┌─ 読解用の文章

PHPの閉じタグを省略するメリット、理由は実際のところ何なのでしょうか。
下記のスクリプト例を見てみましょう。

header()関数を用いた例

外部ファイル(FooClass.php)を読み込み、処理後にheader()関数で遷移処理を行いたいが、外部ファイルFooClass.phpにスペースや改行があるとエラーが発生してしまいます。
(header()関数より前に何らかの出力があるとエラーが発生する)

FooClass.php

<?php
 // includeファイル
 // 何らかの処理
?>
[スペースや無駄な改行]
[EOF]

location.php

<?php
// 上記、FooClass.phpを読み込み
require('FooClass.php');

// 前のファイル読み込みで改行が出力されてしまった
header("Location: xxxxx.html");
?>

タグを省略するメリットは、スクリプトの誤作動というデメリットを避ける、といえるのではないでしょうか。

└─

記述課題
1. PHPの閉じタグに関する文章のうち、「PHPの閉じタグを省略するメリット、理由は実際のところ何なのでしょうか。」で始まり「(header()関数より前に何らかの出力があるとエラーが発生する)」で終わる部分を、そのとおりに打ち直してください。
2. PHPの閉じタグに関する文章を読み、次の問いに答えてください。
(a) header()関数より前に何らかの出力があると、何が起きると書かれていますか。
(b) location.phpがrequire()で読み込んでいるファイルの名前は何ですか。
(c) header()関数の遷移先として指定されているファイル名は何ですか。
3. PHPの閉じタグに関する文章に載っているスクリプトから、「//」で始まるコメントをすべて抜き出し、「//」を除いた本文で挙げてください。

┌─ 記録抜粋

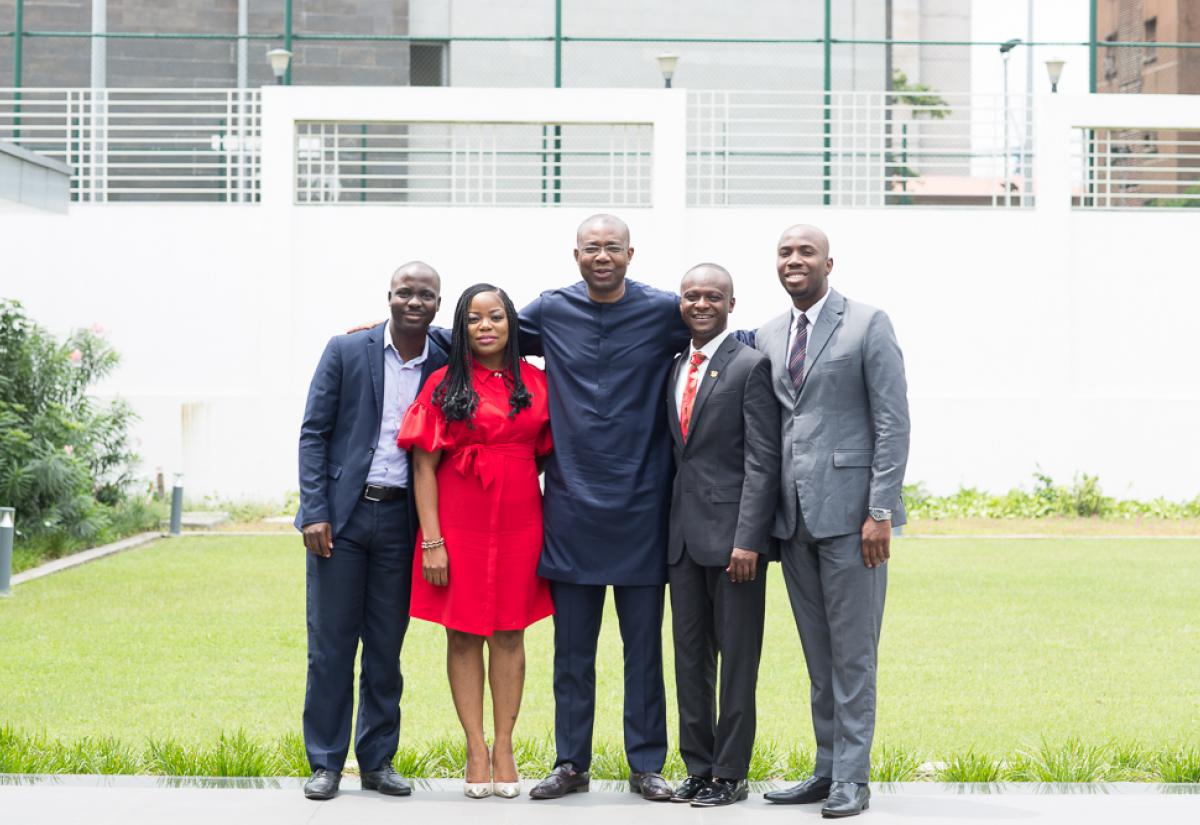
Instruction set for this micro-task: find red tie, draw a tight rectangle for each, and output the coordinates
[679,351,708,441]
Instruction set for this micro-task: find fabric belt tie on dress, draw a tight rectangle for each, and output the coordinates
[454,444,534,489]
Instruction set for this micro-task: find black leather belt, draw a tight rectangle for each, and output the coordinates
[362,484,408,501]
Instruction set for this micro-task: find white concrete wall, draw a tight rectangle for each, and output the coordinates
[0,88,1200,498]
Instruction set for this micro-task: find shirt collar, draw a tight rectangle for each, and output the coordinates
[383,318,430,369]
[792,289,830,330]
[688,330,730,361]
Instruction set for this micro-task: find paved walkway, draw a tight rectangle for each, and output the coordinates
[0,775,1200,825]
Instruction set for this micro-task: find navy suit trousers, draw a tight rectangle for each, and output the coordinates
[304,500,413,771]
[550,582,667,772]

└─

解答一覧
1.
PHPの閉じタグを省略するメリット、理由は実際のところ何なのでしょうか。
下記のスクリプト例を見てみましょう。

header()関数を用いた例

外部ファイル(FooClass.php)を読み込み、処理後にheader()関数で遷移処理を行いたいが、外部ファイルFooClass.phpにスペースや改行があるとエラーが発生してしまいます。
(header()関数より前に何らかの出力があるとエラーが発生する)

2.
(a) エラーが発生する。
(b) FooClass.php
(c) xxxxx.html

3.
includeファイル
何らかの処理
上記、FooClass.phpを読み込み
前のファイル読み込みで改行が出力されてしまった